▶ [Page excerpt]:
In 1929, Clackline School's students and headteacher, E.W.Membery commemorated the 100th anniversary of British colonisation by building a monument. The monument features a sculpture of a lion, with a plaque reading:

ERECTED by the PUPILS of CLACKLINE
to COMMEMORATE the CENTENARY
of the
BRITISH COLONISATION OF WEST
AUSTRALIA
MDCCCXXIX MDCCCCXXIX A D.
E.W.MEMBERY. H.T.

The sculptor of the lion was Archie H Paton, who has since been recognised with a nearby plaque. It is a stopping point on the Kep Track, adjacent to a picnic area and toilets.

===Rail heritage sites===
A restored rail carriage, serving as a museum, was installed by the now-defunct Clackline Railway Committee. The railway carriage has been used as a venue for community events, such as farmers markets and weddings, and now serves as the community post office. It is located south of Great Eastern Highway, opposite the old general store site, but a walking trail passing under the highway connects to the remains of the Clackline railway station. After the general store and local post office closed, the Clackline Progress Association decided the community needed a local post office. In 2018 they canvassed community support, which was strong, so volunteers cleaned up and opened a community post office.

==Government==
Clackline is located within the Shire of Northam. It is within the state electorate of Central Wheatbelt, and federal Division of Bullwinkel.

==Infrastructure==
Clackline is reliant on the road network as the only available means of transportation. It is situated alongside Great Eastern Highway, which has bypassed the townsite since February 2008. The highway connects traffic south-west to Perth, and north-east to Northam and beyond. Other important roads in the area are Clackline–Toodyay Road, leading north to Toodyay, and Spencers Brook Road, heading south-east to Spencers Brook and then on to York.

==Education==

Clackline historically had its own primary school, until the late 1970s. Clackline School, later known as Clackline Primary School, opened in 1896, and was extended and renovated several times before relocating in 1954 to a new site on the same road. The school was closed down in 1976, but in 1980 became the temporary location of the Avon Valley Church's school. Since then, the closest primary schools to Clackline are in Northam, Bakers Hill and Wundowie.

The nearest high schools as well as further education campuses are located in Northam: Northam Senior High School, St Joseph's High School, C. Y. O'Connor College of TAFE, and the Muresk Institute.

==Media==
In addition to the statewide newspapers The West Australian and The Sunday Times, Clackline is served by the Northam-based Avon Valley Advocate.

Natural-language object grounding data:

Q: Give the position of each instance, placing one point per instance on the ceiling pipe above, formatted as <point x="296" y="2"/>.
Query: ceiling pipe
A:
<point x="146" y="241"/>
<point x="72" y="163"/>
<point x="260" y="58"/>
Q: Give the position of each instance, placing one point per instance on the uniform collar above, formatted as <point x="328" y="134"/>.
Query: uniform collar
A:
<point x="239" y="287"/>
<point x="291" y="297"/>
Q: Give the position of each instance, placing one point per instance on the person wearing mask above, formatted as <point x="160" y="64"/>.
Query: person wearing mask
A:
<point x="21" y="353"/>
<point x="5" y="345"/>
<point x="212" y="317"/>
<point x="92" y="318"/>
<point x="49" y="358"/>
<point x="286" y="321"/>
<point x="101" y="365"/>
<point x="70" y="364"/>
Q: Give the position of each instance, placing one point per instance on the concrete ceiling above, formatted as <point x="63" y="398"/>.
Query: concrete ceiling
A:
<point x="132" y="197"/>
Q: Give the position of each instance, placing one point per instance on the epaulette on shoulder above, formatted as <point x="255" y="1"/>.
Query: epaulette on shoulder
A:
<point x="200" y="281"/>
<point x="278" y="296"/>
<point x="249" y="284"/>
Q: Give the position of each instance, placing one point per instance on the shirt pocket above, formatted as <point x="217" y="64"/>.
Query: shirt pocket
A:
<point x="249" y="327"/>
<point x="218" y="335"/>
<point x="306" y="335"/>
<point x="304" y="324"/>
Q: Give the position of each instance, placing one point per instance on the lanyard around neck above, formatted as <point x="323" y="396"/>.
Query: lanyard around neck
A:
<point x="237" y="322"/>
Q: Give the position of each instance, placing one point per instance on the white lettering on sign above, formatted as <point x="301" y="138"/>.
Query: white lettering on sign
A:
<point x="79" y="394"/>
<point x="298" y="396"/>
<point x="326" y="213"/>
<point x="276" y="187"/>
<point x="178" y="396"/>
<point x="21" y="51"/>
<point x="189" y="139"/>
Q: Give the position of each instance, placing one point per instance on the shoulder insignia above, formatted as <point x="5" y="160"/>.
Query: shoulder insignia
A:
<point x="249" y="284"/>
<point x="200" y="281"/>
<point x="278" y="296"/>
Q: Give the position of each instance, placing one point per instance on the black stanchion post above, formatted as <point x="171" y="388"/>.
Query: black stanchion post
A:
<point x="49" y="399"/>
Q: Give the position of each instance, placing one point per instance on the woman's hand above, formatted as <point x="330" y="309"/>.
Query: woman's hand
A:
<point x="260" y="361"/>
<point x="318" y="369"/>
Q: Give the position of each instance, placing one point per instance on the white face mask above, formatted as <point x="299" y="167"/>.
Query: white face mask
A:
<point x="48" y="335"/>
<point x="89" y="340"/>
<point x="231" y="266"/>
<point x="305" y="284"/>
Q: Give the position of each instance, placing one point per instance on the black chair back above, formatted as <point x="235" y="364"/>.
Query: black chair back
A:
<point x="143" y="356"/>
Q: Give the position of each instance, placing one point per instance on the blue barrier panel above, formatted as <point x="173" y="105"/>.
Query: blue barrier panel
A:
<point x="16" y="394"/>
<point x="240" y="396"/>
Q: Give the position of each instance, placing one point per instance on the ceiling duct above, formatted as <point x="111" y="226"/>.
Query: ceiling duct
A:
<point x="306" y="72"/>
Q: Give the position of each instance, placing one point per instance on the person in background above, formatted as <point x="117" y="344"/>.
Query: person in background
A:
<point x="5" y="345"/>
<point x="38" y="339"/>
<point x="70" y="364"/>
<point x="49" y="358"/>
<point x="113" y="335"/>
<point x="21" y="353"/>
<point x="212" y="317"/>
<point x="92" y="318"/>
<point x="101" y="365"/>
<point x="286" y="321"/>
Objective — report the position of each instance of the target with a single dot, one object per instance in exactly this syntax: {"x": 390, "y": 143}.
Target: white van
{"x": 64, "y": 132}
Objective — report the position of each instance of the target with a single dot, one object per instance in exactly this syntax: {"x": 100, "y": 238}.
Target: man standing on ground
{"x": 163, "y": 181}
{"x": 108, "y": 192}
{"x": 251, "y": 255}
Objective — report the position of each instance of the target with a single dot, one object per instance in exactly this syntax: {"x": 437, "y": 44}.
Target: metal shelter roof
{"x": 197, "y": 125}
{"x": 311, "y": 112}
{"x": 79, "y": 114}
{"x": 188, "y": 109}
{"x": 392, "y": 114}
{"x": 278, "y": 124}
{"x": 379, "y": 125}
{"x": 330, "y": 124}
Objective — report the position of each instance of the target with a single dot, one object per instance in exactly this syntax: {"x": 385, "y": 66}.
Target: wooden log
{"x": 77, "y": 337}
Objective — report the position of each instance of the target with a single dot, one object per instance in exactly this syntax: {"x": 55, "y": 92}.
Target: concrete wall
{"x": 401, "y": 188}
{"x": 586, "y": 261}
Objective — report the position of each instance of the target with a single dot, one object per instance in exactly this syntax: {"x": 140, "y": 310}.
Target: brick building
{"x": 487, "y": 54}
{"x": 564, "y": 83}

▶ [Questions to answer]:
(1) Answer these questions about the Clackline text:
(a) Who sculpted the lion on the monument?
(b) In what year did the Clackline Progress Association canvass community support for a post office?
(c) Since when has Great Eastern Highway bypassed the townsite?
(2) From the Clackline text, pull out the passage from "E.W.MEMBERY. H.T." to "area and toilets.", word for word.

▶ [Task solutions]:
(1)
(a) Archie H Paton
(b) 2018
(c) February 2008

(2)
E.W.MEMBERY. H.T.

The sculptor of the lion was Archie H Paton, who has since been recognised with a nearby plaque. It is a stopping point on the Kep Track, adjacent to a picnic area and toilets.